• Text shown
========================================

Innovation Leaders from A&O Shearman, White & Case, Signature Litigation, and Legora Discuss Governance, Adoption, and Accountability in Legal AI Deployment
THE AUTHOR:
Tiffany Lam, Strategic Communications and AI Ethics Officer at Jus Mundi
During Paris Arbitration Week 2026, Jus Mundi convened innovation leaders at Le Meurice for its AI for Justice Symposium to address a critical question: How is ethical AI operationalised in legal practice?
The panel moderated by the CEO and Co-Founder of Jus Mundi, Jean-Rémi de Maistre, brought together Lucas De Ferrari (Partner, White & Case), Natalia Chumak (Partner, Signature Litigation), Eleissa Karaj (Paris Innovation Manager, A&O Shearman), and Filip Nordlund (Legal Engineering Manager, Legora) to discuss what happens when AI strategy becomes AI reality, focusing on the adoption of legal tech tools, training, governance, and accountability.
At the symposium, Jus Mundi and Legora also announced the first agent-to-agent integration in arbitration, enabling practitioners to query Jus AI directly within Legora’s workspace. The conversations that followed illustrated why such innovations matter and what obstacles they must overcome.

From Strategy to Reality: Governance Frameworks
The panel discussed distinct approaches to AI governance, each revealing what successful implementation requires.
A&O Shearman deployed Harvey firm-wide to 5,000 lawyers across 43 offices in February 2023, following a November 2022 pilot. Eleissa Karaj outlined the firm’s governance approach with a dedicated global AI team, a committee evaluating new tools in the market, and a centralised intranet housing all AI policies and client restrictions, among other initiatives. The key success factors were senior advocates, comprehensive practice-specific training, and informal champions from each practice group.
White & Case announced a global Legora rollout across 43 offices in December 2025, which was one of the largest enterprise legal AI deployments to date, with over 85% license adoption. Lucas De Ferrari emphasised that successful deployment is “mindset rather than just technology”. The impact has been concrete: significantly improved first draft quality, reduced review loops, and faster review processes.
At Signature Litigation, a disputes-only boutique firm, Natalia Chumak noted that AI has the potential to improve the delivery of legal work throughout the whole cycle. She highlighted several concrete examples: pre-claim assessments where AI can reduce upfront costs, urgent matters requiring rapid case understanding, legal research where AI serves as a sounding board for generating new perspectives, and extraction of specific information from dense documents such as expert reports.

========================================

• Items

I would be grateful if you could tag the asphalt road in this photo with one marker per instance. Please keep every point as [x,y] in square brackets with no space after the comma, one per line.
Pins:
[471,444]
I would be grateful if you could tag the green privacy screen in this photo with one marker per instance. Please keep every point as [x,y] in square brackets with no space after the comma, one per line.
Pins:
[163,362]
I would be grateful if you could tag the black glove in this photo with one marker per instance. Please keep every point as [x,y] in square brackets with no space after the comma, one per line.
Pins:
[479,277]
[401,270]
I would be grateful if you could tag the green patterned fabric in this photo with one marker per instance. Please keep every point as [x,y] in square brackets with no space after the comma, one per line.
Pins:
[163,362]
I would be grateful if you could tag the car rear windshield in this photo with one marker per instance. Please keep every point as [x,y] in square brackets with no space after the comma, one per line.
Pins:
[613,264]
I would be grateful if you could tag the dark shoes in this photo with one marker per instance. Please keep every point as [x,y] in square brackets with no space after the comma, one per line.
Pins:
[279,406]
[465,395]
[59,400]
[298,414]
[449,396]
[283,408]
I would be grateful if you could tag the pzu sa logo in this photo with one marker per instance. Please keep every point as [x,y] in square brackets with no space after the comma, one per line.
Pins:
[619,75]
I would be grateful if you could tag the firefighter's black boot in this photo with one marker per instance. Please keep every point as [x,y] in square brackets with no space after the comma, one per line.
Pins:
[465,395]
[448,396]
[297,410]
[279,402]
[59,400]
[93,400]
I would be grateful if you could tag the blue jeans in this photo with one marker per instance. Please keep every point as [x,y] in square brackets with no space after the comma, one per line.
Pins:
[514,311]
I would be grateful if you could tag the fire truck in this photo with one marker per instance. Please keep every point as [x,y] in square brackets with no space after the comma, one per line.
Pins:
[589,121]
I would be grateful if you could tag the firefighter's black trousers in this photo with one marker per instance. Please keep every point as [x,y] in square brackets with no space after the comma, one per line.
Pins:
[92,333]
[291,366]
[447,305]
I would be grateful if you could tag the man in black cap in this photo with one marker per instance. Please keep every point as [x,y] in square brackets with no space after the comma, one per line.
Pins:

========================================

• Directive
Can you write out the passage of the legal AI article that opens with the words containing "The panel moderated" and closes with "they must overcome."? Draw only on the legal AI article, not on the material.

• Response to the exercise
The panel moderated by the CEO and Co-Founder of Jus Mundi, Jean-Rémi de Maistre, brought together Lucas De Ferrari (Partner, White & Case), Natalia Chumak (Partner, Signature Litigation), Eleissa Karaj (Paris Innovation Manager, A&O Shearman), and Filip Nordlund (Legal Engineering Manager, Legora) to discuss what happens when AI strategy becomes AI reality, focusing on the adoption of legal tech tools, training, governance, and accountability.
At the symposium, Jus Mundi and Legora also announced the first agent-to-agent integration in arbitration, enabling practitioners to query Jus AI directly within Legora’s workspace. The conversations that followed illustrated why such innovations matter and what obstacles they must overcome.